## [Source passage]
***

What CGI Can’t Do

By  · Published on May 11th, 2015

Within the past two weeks, I’ve seen two large-scale, effects-driven adventure movies, and neither looked anything like the other. The first was Avengers: Age of Ultron, which looks like all Marvel movies do. The second was Time Bandits, Terry Gilliam’s time-tested cult fantasy that’s worthy of worship. You’d never mistake one for the other.

Not that you should. The two have little visually in common because they live in two different worlds. One is the universe of modern-day superheroes trying to save our world. The other is an era-spanning trek that takes an inquisitive young boy and the bandits through iconic periods of history (Greek, Napoleonic Wars) and a time of legends.

One features the clean sheen of CGI. The other looks like it was glued together using found objects in the world’s coolest garage. These two styles seem largely irreconcilable.

***

## [Objective 1]
Retype the CGI article word for word, from start to finish.
## [Objective 2]
Echo the records from the line containing "Locate the book" through the line containing "pixel 72 87", with both of those lines included and nothing else.

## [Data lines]

***

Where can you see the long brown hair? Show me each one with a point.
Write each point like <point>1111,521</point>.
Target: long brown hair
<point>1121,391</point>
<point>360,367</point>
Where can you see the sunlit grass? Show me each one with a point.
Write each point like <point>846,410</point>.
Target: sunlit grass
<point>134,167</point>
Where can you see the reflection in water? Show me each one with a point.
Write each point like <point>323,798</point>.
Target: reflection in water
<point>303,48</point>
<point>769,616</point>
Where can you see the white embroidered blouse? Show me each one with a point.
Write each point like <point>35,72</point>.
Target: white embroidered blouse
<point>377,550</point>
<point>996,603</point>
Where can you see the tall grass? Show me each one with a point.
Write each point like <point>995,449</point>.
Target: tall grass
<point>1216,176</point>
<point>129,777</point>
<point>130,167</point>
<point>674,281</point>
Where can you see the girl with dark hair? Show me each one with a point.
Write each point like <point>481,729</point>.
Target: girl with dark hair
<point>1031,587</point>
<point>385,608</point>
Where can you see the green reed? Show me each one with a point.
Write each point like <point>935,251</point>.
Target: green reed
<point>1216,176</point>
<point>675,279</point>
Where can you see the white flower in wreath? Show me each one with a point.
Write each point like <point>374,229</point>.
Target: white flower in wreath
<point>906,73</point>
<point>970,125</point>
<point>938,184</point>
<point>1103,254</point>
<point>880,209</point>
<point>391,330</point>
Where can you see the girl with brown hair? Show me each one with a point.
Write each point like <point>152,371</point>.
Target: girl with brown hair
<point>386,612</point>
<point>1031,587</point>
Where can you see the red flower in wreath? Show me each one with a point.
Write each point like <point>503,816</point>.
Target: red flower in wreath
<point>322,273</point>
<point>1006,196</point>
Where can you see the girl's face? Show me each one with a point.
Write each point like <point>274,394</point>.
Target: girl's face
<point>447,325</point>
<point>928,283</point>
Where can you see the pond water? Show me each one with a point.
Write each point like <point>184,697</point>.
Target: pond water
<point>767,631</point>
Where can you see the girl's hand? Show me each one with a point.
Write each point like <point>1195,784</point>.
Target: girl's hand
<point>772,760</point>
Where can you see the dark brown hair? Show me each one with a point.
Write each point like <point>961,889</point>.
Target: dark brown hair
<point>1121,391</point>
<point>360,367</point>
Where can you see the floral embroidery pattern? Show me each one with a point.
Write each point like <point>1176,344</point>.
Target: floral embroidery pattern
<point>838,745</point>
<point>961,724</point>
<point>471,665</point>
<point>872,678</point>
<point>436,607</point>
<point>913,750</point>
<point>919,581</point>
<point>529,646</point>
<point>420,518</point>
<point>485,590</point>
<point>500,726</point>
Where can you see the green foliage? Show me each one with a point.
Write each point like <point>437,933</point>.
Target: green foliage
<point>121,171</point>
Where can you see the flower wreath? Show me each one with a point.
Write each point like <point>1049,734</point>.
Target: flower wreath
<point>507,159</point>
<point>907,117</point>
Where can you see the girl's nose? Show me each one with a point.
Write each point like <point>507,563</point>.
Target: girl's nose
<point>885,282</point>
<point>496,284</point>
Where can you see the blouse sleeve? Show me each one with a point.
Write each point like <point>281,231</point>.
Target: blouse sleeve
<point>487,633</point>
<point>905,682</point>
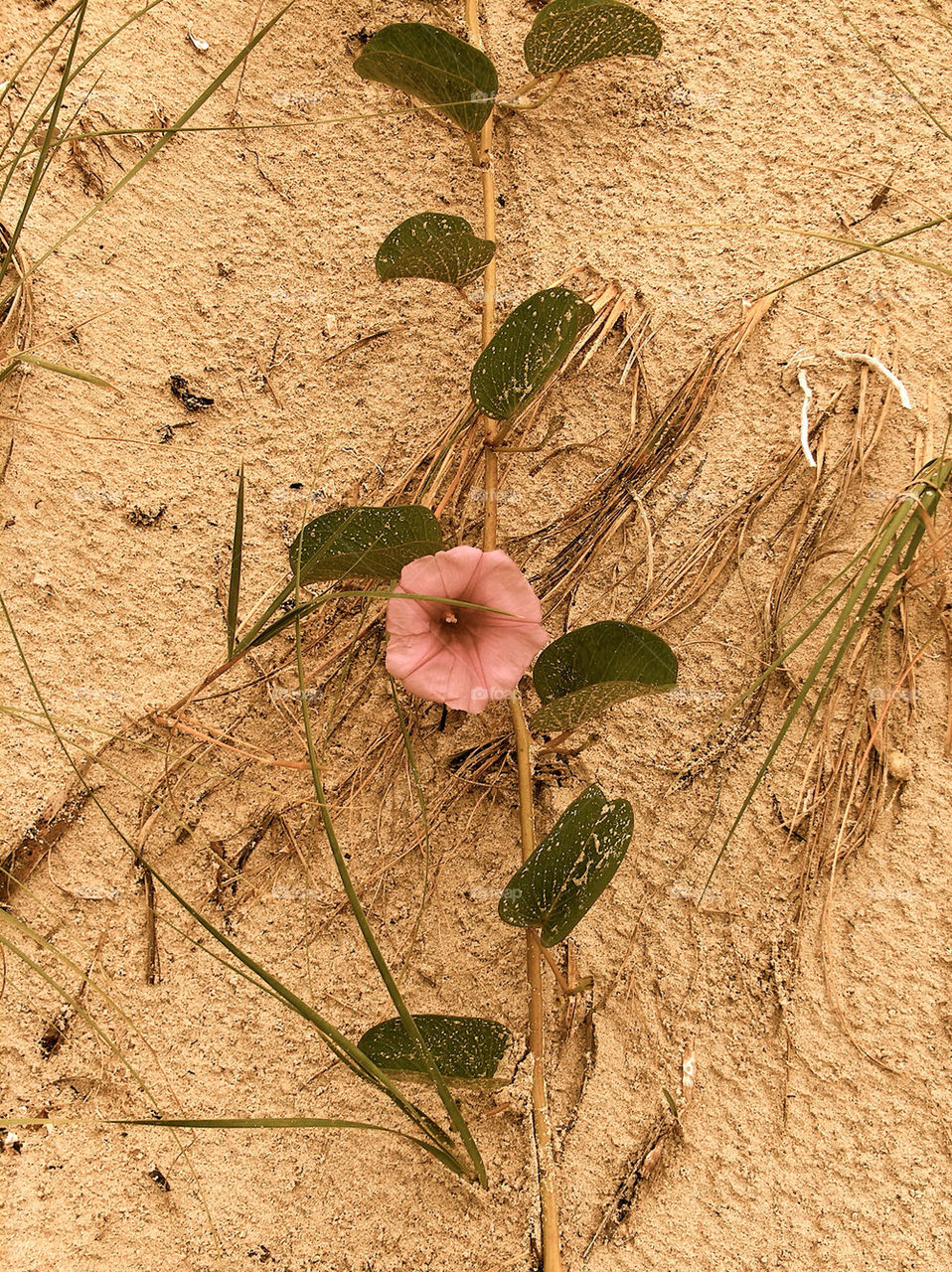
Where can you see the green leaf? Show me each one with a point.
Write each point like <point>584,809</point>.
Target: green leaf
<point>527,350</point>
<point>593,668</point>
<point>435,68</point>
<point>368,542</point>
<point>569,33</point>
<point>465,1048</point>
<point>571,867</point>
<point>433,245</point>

***

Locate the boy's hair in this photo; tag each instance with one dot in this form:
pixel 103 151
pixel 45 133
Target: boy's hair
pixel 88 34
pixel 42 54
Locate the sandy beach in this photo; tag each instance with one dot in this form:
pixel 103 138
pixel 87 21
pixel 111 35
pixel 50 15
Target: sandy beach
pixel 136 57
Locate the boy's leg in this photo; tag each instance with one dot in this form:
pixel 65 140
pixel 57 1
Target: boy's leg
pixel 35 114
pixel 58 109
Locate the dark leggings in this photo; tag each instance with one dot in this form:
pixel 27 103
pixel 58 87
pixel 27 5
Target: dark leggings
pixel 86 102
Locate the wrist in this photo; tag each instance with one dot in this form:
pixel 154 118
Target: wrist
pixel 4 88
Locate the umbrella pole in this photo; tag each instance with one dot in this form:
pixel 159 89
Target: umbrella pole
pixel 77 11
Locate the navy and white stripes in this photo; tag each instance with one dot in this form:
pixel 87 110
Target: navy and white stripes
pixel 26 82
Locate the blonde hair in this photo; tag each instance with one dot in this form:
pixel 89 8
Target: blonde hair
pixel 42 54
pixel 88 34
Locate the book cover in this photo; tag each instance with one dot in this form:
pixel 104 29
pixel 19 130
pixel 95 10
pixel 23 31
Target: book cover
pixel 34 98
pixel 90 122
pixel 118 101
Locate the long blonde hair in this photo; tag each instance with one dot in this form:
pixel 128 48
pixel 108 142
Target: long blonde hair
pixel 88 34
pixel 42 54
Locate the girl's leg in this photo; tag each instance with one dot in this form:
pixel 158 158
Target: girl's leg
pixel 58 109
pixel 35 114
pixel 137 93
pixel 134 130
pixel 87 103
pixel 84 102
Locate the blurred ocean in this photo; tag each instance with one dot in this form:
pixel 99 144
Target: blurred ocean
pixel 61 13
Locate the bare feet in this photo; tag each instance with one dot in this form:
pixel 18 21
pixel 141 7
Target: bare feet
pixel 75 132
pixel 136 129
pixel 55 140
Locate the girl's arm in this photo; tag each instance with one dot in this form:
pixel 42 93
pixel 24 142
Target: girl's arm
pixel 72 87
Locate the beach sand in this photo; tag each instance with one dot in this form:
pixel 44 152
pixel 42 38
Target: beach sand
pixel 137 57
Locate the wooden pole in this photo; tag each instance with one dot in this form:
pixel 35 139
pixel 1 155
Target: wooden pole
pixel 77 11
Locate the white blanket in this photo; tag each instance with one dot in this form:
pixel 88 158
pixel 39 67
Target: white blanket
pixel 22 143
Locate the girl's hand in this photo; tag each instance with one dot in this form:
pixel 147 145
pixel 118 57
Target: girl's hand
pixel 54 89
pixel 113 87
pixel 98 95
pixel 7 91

***

## [Right answer 1]
What CGI Can’t Do

By  · Published on May 11th, 2015

Within the past two weeks, I’ve seen two large-scale, effects-driven adventure movies, and neither looked anything like the other. The first was Avengers: Age of Ultron, which looks like all Marvel movies do. The second was Time Bandits, Terry Gilliam’s time-tested cult fantasy that’s worthy of worship. You’d never mistake one for the other.

Not that you should. The two have little visually in common because they live in two different worlds. One is the universe of modern-day superheroes trying to save our world. The other is an era-spanning trek that takes an inquisitive young boy and the bandits through iconic periods of history (Greek, Napoleonic Wars) and a time of legends.

One features the clean sheen of CGI. The other looks like it was glued together using found objects in the world’s coolest garage. These two styles seem largely irreconcilable.

## [Right answer 2]
Locate the book cover in this photo; tag each instance with one dot in this form:
pixel 104 29
pixel 19 130
pixel 95 10
pixel 23 31
Target: book cover
pixel 34 98
pixel 90 122
pixel 118 101
Locate the long blonde hair in this photo; tag each instance with one dot in this form:
pixel 128 48
pixel 108 142
Target: long blonde hair
pixel 88 34
pixel 42 54
Locate the girl's leg in this photo; tag each instance with one dot in this form:
pixel 158 158
Target: girl's leg
pixel 58 109
pixel 35 114
pixel 137 93
pixel 134 130
pixel 87 103
pixel 84 102
Locate the blurred ocean in this photo; tag each instance with one dot in this form:
pixel 99 144
Target: blurred ocean
pixel 61 13
Locate the bare feet in this photo; tag each instance with one dot in this form:
pixel 18 21
pixel 141 7
Target: bare feet
pixel 75 132
pixel 136 129
pixel 55 140
Locate the girl's arm in this photo; tag each instance with one dot in this form:
pixel 42 93
pixel 24 142
Target: girl's arm
pixel 72 87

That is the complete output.